→ **Items**
(begin)
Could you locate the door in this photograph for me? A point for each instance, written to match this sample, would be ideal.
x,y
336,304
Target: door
(end)
(begin)
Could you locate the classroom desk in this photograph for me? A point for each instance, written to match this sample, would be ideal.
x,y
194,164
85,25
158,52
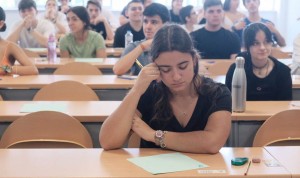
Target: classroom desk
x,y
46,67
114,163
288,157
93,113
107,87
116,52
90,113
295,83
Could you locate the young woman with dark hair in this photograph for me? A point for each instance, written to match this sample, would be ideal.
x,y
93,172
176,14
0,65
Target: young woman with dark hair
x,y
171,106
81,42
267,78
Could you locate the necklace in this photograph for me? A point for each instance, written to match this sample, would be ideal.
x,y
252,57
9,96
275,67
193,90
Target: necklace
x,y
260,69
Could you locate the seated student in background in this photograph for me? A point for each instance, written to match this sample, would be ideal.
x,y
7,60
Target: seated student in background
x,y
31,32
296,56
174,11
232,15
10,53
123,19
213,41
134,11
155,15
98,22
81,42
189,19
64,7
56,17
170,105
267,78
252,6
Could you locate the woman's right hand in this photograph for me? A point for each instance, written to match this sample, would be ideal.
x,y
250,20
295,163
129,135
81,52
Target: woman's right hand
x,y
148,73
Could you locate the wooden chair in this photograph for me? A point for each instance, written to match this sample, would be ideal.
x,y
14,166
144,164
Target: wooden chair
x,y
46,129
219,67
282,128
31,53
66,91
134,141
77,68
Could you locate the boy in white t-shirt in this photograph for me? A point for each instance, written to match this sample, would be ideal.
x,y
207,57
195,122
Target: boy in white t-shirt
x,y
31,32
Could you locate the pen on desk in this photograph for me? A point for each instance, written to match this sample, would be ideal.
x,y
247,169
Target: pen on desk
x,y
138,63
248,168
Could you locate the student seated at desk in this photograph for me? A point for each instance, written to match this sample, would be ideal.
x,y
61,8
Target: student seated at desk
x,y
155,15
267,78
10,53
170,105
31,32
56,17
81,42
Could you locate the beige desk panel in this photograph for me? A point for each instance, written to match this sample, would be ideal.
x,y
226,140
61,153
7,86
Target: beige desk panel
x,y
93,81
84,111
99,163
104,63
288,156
(end)
(begin)
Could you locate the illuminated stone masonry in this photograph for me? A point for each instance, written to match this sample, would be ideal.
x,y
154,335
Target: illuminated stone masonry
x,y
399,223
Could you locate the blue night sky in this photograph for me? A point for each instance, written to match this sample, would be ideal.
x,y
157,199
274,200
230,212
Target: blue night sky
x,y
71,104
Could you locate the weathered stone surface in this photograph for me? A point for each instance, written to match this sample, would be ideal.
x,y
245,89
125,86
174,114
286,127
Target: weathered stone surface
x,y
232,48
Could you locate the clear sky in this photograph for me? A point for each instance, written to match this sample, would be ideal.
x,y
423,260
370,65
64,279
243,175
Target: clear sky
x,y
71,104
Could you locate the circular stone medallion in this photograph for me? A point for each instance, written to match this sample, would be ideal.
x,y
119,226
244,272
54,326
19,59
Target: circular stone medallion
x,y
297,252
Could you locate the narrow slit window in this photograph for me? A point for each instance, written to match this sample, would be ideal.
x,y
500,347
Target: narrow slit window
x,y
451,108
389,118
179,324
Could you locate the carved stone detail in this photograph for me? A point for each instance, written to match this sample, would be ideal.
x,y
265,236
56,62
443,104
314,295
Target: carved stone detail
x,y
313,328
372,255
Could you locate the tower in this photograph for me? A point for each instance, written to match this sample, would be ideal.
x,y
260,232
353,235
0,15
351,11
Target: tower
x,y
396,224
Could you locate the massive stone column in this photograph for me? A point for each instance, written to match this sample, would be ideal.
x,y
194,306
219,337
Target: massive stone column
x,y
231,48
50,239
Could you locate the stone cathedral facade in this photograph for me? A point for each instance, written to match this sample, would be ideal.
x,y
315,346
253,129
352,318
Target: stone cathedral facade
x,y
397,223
(end)
→ **Task goal**
Write out the records word for word. Begin at the line that contains "Could you locate the door" and stop after the line that contains "Target: door".

→ **Output below**
Could you locate the door in this photograph for me? A point for each instance, written to match this sample, would be ideal.
x,y
336,304
Target: door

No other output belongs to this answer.